(Tasks to complete):
**a.** In the mailing list thread on 64-bit issues in xml 2.9.2, what does Daniel Veillard say will be needed to know when intptr_t is not defined?
**b.** Write the next part of the mailing list thread on 64-bit issues in xml 2.9.2, picking up after its final line.

(Extract provided):

Re: [xml] Possible 64-bit issues in xml 2.9.2

2015-11-10 Thread Daniel Veillard
On Tue, Nov 10, 2015 at 05:34:45PM -0800, Bruce Dawson wrote:
> Sure. I'll do that.

  okay, thanks

> On old architectures it would be easy enough to use a typedef to 'create'
> intptr_t, so any compatibility problems that such a patch introduces will
> be easily fixed.

  the problem is to know when that type is not defined, will require some
configure.ac magic I'm afraid

Daniel

> On Tue, Nov 10, 2015 at 5:32 PM, Daniel Veillard 
> wrote:
> 
> > On Tue, Nov 10, 2015 at 01:04:51PM -0800, Bruce Dawson wrote:
> > > Resending now that I've joined the mailing list...

(Provided material):
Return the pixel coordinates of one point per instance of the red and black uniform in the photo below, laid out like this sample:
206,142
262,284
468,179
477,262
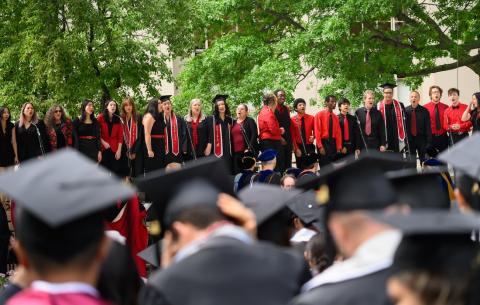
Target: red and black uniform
302,130
439,133
452,116
270,134
111,132
328,135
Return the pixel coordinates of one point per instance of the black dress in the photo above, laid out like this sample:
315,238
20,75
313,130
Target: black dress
87,138
32,142
7,155
158,146
224,148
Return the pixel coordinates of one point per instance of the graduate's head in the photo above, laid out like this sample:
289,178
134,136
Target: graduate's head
435,93
368,99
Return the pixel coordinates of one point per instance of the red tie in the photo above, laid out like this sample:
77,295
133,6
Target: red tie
413,126
346,134
368,124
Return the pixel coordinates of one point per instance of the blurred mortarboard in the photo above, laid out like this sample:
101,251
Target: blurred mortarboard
267,155
357,183
420,190
305,207
387,86
220,97
62,187
265,200
465,156
151,254
198,182
164,98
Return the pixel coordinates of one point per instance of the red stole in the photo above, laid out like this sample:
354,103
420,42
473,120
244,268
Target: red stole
174,134
130,132
398,115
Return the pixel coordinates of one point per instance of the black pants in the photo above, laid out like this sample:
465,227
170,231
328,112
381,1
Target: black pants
330,147
274,144
309,149
418,146
458,136
440,143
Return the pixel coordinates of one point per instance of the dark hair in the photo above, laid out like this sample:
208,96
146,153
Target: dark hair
298,101
115,118
452,90
342,101
328,97
119,281
434,87
84,114
152,107
216,113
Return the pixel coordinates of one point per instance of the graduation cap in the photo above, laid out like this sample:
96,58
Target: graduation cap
164,98
464,156
357,183
198,183
219,97
151,254
265,200
420,190
61,199
387,86
267,155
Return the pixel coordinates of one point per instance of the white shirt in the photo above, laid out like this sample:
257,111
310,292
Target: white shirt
373,255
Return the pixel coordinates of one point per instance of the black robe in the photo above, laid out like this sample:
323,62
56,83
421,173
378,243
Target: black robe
228,271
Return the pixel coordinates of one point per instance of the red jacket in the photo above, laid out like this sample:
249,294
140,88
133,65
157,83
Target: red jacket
295,126
268,126
441,109
454,116
321,128
116,138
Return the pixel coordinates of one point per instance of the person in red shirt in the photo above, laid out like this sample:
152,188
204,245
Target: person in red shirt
301,128
111,137
436,109
452,119
270,132
328,132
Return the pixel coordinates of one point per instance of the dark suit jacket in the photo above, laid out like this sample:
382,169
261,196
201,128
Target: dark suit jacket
228,271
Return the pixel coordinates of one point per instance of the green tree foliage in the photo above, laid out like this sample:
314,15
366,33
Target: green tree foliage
63,51
259,45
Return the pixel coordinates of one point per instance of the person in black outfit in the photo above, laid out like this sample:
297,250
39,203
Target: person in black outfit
372,127
30,134
154,128
283,117
351,140
87,132
244,137
8,153
197,134
419,130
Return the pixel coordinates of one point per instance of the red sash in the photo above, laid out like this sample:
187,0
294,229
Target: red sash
130,131
217,139
174,134
398,115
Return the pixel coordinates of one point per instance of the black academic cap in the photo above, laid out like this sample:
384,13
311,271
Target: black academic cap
464,156
163,187
420,190
164,98
356,184
265,200
219,97
387,86
151,254
62,187
305,207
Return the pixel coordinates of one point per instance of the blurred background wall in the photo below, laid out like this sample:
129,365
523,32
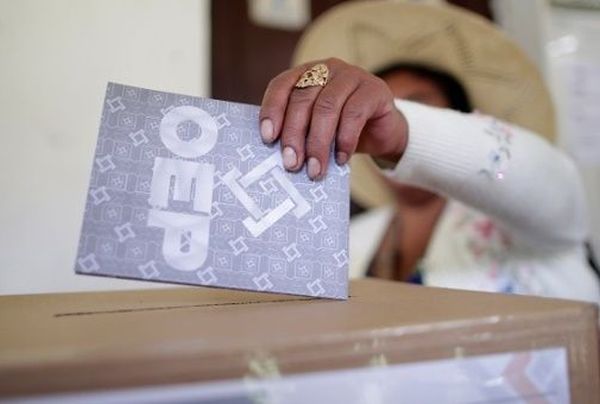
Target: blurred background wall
57,55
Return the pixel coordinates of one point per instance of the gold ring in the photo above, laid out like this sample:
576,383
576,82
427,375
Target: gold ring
315,76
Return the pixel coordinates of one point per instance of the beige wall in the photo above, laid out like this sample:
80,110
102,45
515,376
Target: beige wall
55,59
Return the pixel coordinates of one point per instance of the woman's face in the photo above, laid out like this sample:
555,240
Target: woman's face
412,87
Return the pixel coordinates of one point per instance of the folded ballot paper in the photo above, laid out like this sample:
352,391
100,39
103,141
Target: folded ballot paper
183,190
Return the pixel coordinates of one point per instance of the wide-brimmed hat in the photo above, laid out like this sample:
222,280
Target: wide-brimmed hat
498,77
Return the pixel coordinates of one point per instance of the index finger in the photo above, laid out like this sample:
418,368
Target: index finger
274,103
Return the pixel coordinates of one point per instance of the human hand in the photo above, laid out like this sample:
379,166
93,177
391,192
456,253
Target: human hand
355,109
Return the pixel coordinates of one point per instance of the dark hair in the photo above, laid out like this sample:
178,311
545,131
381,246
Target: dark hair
450,87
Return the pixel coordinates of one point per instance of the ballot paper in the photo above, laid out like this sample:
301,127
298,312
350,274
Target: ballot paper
183,190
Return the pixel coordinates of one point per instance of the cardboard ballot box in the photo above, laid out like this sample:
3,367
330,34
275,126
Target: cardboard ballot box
82,342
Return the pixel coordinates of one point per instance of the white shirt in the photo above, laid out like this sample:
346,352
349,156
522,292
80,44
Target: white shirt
515,220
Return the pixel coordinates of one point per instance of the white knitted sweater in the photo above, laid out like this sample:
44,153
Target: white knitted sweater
515,220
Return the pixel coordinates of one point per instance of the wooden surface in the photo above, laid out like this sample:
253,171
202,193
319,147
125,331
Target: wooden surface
82,341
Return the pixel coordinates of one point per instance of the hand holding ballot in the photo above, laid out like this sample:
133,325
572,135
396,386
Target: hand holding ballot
349,108
183,190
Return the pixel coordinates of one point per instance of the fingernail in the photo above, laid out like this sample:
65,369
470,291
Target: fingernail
266,130
313,168
289,158
341,158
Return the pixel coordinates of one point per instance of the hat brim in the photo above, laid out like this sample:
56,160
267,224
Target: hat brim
498,77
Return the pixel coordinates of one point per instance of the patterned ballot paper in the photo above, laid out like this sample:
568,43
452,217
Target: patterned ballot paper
183,190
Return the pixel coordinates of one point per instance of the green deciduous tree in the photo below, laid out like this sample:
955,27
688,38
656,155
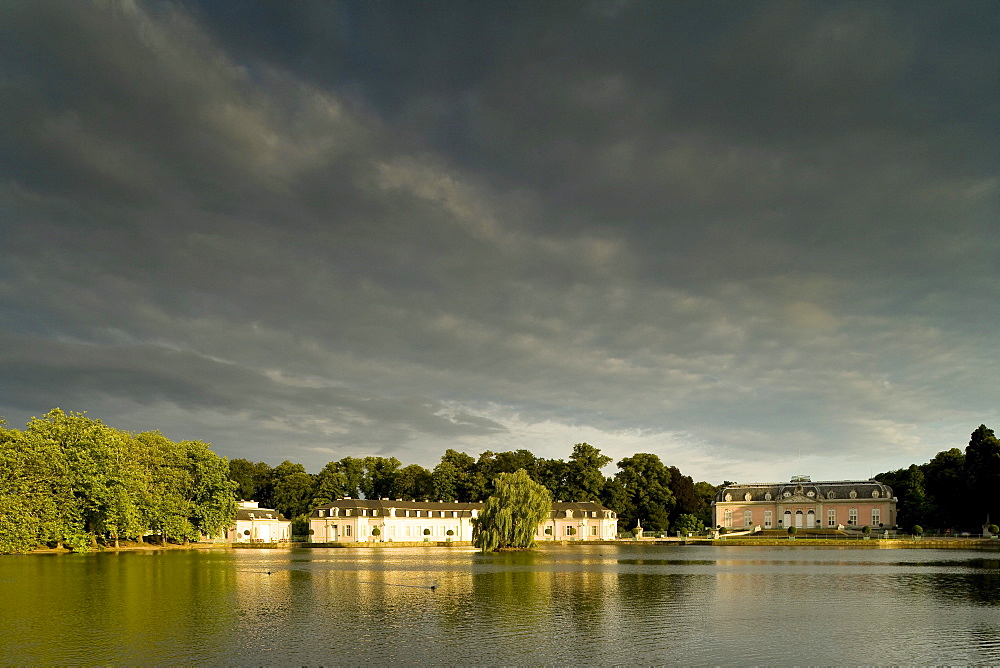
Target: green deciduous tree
510,518
644,492
380,477
982,471
688,523
584,479
414,482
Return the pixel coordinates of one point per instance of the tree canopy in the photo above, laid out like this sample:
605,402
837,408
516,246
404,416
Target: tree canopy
71,480
510,517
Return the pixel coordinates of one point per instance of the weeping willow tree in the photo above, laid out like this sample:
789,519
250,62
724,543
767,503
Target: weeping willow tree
510,517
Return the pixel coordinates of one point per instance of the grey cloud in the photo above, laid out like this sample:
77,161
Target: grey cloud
367,236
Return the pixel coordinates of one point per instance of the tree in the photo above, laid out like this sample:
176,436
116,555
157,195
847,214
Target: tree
444,482
253,481
510,518
293,489
982,470
553,474
380,477
30,475
945,483
645,492
908,486
331,484
354,471
211,493
454,478
706,492
584,480
688,523
414,482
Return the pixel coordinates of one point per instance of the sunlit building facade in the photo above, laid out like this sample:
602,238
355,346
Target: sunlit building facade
805,504
388,520
258,525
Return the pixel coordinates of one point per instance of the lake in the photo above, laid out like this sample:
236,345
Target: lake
627,604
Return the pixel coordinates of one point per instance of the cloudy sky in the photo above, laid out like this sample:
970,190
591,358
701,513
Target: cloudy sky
755,239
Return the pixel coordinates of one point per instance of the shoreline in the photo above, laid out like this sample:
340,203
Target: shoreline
873,544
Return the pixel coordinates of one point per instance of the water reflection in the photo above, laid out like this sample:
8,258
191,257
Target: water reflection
604,604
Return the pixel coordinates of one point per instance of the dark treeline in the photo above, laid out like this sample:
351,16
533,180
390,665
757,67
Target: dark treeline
643,489
70,481
954,491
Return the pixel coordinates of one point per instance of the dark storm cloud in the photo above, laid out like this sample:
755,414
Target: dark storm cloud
308,230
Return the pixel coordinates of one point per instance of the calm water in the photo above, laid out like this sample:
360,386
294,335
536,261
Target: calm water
573,605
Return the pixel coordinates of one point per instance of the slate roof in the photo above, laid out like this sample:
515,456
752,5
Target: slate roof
559,508
825,490
259,514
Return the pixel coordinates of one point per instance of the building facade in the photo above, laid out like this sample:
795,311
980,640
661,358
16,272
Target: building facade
387,520
258,525
805,504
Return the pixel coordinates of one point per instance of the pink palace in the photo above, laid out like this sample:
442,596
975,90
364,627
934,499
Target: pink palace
805,504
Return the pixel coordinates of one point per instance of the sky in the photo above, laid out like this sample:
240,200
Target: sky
755,239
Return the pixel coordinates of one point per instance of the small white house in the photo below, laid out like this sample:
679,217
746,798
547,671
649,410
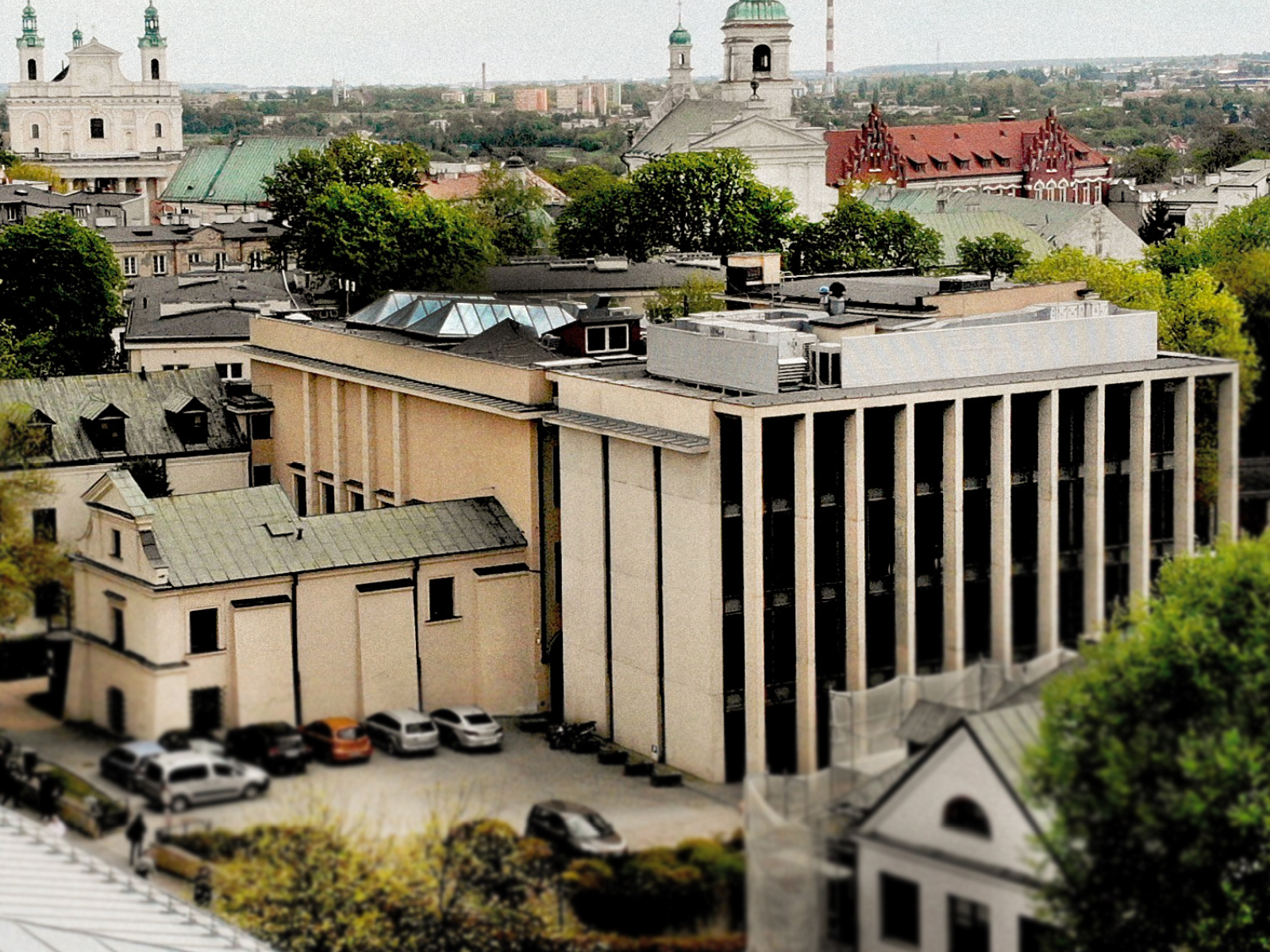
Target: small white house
950,858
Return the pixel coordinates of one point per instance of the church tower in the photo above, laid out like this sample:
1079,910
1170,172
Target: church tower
681,65
756,48
154,50
31,48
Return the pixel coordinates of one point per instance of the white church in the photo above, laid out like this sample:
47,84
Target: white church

(Answers to the exercise):
**a.** Some configure.ac magic.

**b.**
> > >
> > > While building 64-bit Chromium with VC++ 2015 Update 1 I noticed a
> > > significant number of pointer truncation warnings in libxml, especially
> > in
> > > xpath.c. A typical warning is:
> > >
> > > warning C4311: 'type cast': pointer truncation from 'xmlChar *' to 'long'
> > >
> > > which triggers on the last two lines of this block:
> > >
> > > case XML_ELEMENT_NODE:
> > > if (node2->type == XML_ELEMENT_NODE) {
> > > if ((0 > (long) node1->content) && /* TODO: Would a != 0 suffice here? */
> > > (0 > (long) node2->content) &&
> > >
> > > The intent is not entirely clear but if these are supposed to be NULL
> > > checks then they could easily give the wrong result. In the VC++ world
> > > 'long' is always a 32-bit type, so converting a pointer to a long both
> > > throws away the top 32 bits and also makes it a signed type. That means
> > > that pointers to the first 2 GB of address space will behave as expected,
> > > and pointers beyond that will have a 50% chance of behaving incorrectly!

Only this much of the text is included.